## begin Page text

In a previous post we covered the basics of Asynchronous Verifiable Information Dispersal (AVID) and the classic AVID of Cachin and Tessaro, 2004.
That protocol allows a sender to disperse a message of $O(n\log n)$ bits at a cost of just $O(n^2 \log^2 n)$ bits. However,
- It incurs a $O(\log n)$ storage overhead.
- It uses a cryptographic hash function, and obtains computational security.
It’s natural to ask:
Do VID protocols require cryptography? Can they obtain $O(1)$ storage overhead without computational assumptions?
In 2020 Jinyuan Chen published a breakthrough result, in DISC 2021, proving that Multi-valued Byzantine agreement with perfect security and optimal resilience in synchrony can be obtained with the asymptotically optimal $O(n)$ overhead!
The crux of Jinyuan’s breakthrough is a new VID variation that has perfect security, where dispersal of $O(n\log n)$ bits cost just $O(n^2 \log n)$ bits.
Jinyuan’ VID protocol is very natural. However, its proof is based on rather intricate arguments that combine coding theory ideas, graph theory, and linear algebra. In this post we show a slightly improved version of this result with a simpler proof that is based on our recent work Simple is COOL: Graded Dispersal and its Applications for Byzantine Fault Tolerance. You can also watch a video about this work here.
Using this graded VID we prove two results:
Theorem 1 [SZR22]: perfect security Reliable broadcast of $O(n\log n)$ bits at a cost of $O(n^2 \log^2 n)$ bits and $O(1)$ rounds in asynchrony against $f<n/3$ malicious corruptions.
Theorem 2 [C20]: perfect security multi-valued Agreement with inputs of $O(n\log n)$ bits at a cost of $O(n^2 \log^2 n)$ bits and $O(n)$ rounds in synchrony against $f<n/3$ malicious corruptions.

## end Page text

**Written task 1**
Answer these questions from the dispersal post:
(a) What storage overhead does the Cachin and Tessaro protocol incur?
(b) What is the title of the recent work that the simpler proof is based on?
(c) How many rounds does Theorem 1 take?
**Written task 2**
For each statement, say whether the dispersal post supports it (yes or no), and quote the words that decide it.
(a) The classic AVID of Cachin and Tessaro relies on a cryptographic hash function.
(b) Theorem 2 holds in asynchrony.
(c) The post calls the proof of Jinyuan's VID protocol simple.
**Written task 3**
Please return the part of the dispersal post starting with "The crux of" and going on through "just $O(n^2 \log n)$ bits.".

## begin Dataset content

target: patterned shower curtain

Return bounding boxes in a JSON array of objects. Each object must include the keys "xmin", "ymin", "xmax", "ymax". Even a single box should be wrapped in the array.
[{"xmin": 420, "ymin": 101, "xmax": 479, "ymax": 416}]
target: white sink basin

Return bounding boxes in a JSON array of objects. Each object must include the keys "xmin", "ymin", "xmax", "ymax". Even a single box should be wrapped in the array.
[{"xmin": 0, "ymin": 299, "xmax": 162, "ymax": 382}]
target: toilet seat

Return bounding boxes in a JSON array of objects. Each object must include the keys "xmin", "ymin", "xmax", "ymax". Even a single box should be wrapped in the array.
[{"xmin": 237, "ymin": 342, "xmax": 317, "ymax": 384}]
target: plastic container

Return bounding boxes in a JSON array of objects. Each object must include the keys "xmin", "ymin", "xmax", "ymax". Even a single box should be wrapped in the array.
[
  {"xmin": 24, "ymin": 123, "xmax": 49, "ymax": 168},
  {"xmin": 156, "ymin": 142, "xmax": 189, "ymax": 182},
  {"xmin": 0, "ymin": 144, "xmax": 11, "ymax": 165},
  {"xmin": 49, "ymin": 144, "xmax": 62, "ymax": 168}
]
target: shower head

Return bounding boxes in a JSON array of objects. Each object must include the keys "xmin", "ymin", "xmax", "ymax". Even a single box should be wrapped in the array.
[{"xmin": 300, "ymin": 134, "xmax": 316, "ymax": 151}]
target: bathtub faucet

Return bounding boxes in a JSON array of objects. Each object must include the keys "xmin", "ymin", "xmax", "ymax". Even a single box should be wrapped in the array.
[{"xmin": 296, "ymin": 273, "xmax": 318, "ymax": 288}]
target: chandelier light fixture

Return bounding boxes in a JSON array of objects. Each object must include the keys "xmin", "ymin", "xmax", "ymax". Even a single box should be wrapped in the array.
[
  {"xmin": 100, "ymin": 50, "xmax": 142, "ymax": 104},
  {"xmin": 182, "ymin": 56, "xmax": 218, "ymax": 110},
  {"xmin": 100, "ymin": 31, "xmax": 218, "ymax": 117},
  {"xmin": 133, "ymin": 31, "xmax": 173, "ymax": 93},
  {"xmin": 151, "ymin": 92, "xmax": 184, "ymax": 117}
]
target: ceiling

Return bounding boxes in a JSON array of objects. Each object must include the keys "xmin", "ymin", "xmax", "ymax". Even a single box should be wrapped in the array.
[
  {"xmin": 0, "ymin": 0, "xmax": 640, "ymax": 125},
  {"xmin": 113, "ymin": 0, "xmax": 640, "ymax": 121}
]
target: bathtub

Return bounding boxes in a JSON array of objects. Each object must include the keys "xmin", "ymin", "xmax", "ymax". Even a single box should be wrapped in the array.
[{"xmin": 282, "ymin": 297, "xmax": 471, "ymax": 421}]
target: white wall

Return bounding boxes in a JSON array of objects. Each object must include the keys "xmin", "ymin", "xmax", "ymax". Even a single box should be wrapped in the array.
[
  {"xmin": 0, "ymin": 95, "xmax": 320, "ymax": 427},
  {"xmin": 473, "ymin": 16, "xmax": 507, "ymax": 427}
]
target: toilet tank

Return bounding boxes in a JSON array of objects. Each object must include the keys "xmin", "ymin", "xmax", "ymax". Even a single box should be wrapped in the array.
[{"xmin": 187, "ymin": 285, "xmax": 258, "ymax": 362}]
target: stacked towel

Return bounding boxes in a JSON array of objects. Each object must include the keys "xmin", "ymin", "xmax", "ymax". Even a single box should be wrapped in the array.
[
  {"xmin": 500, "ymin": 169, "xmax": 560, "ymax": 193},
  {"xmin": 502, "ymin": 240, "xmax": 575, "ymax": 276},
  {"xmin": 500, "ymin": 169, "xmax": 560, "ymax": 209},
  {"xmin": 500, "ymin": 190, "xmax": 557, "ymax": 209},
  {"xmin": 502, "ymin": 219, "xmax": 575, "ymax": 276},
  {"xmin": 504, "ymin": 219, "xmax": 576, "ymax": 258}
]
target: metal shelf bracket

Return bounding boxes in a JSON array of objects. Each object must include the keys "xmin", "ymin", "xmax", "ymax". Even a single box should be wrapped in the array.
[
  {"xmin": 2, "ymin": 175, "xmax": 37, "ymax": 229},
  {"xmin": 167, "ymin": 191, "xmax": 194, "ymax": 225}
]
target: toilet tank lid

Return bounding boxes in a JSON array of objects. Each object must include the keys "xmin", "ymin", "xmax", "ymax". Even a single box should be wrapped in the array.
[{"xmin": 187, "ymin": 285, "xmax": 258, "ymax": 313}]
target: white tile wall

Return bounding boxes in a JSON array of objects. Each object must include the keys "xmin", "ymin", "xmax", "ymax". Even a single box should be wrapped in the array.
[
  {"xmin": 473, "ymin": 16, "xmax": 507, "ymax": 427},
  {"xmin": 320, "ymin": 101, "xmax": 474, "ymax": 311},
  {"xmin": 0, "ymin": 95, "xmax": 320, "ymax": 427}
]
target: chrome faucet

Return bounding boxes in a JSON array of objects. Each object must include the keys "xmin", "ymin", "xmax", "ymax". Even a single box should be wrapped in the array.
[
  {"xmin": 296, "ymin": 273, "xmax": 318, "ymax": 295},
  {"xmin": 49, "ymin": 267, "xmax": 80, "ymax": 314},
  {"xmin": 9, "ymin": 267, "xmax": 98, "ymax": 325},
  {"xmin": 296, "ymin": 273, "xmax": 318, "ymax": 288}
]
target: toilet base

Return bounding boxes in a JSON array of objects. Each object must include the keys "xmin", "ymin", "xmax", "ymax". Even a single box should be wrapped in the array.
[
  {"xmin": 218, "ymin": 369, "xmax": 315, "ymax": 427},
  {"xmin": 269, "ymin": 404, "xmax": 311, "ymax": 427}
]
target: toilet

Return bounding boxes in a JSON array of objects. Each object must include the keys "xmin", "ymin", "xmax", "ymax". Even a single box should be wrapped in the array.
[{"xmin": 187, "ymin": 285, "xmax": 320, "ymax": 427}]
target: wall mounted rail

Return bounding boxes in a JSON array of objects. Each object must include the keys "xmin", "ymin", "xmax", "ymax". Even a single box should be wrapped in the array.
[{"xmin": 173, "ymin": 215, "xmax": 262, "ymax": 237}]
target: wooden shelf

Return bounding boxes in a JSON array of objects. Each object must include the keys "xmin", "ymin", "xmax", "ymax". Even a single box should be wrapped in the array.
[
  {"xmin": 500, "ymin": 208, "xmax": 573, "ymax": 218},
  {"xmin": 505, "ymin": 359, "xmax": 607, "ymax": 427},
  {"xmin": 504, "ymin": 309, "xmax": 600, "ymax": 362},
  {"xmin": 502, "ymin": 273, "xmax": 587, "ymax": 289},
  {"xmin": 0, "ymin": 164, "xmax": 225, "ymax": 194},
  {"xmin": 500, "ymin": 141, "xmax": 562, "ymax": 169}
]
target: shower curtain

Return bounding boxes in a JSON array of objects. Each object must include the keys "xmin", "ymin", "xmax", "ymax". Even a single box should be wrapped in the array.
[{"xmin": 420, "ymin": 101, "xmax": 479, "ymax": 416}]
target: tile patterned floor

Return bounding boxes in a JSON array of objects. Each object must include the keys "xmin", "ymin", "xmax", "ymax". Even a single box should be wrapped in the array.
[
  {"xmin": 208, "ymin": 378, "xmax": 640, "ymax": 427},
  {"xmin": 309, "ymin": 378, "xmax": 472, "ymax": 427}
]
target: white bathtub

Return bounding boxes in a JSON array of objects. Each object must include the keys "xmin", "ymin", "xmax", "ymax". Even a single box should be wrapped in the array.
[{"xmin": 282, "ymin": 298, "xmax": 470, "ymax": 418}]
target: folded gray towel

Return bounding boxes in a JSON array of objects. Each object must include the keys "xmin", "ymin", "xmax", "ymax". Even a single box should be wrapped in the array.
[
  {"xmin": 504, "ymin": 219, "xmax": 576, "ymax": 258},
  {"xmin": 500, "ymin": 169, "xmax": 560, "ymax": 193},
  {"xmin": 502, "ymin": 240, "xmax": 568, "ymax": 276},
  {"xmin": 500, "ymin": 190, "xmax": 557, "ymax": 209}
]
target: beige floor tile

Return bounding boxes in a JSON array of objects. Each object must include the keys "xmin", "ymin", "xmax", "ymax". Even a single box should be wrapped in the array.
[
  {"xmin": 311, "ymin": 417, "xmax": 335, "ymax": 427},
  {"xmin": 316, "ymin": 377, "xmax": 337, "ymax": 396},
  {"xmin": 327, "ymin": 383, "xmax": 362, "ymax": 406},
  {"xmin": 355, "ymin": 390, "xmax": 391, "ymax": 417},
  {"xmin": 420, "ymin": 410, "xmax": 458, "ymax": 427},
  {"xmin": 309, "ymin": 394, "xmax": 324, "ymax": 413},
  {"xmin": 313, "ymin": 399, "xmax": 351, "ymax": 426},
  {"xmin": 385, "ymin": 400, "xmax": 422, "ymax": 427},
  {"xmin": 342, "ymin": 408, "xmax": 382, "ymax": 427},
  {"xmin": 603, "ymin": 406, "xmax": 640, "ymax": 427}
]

## end Dataset content

**Reply 1**
(a) $O(\log n)$
(b) Simple is COOL: Graded Dispersal and its Applications for Byzantine Fault Tolerance
(c) $O(1)$ rounds

**Reply 2**
(a) Yes: "It uses a cryptographic hash function, and obtains computational security."
(b) No: "$O(n)$ rounds in synchrony against $f<n/3$ malicious corruptions."
(c) No: "its proof is based on rather intricate arguments that combine coding theory ideas, graph theory, and linear algebra."

**Reply 3**
The crux of Jinyuan’s breakthrough is a new VID variation that has perfect security, where dispersal of $O(n\log n)$ bits cost just $O(n^2 \log n)$ bits.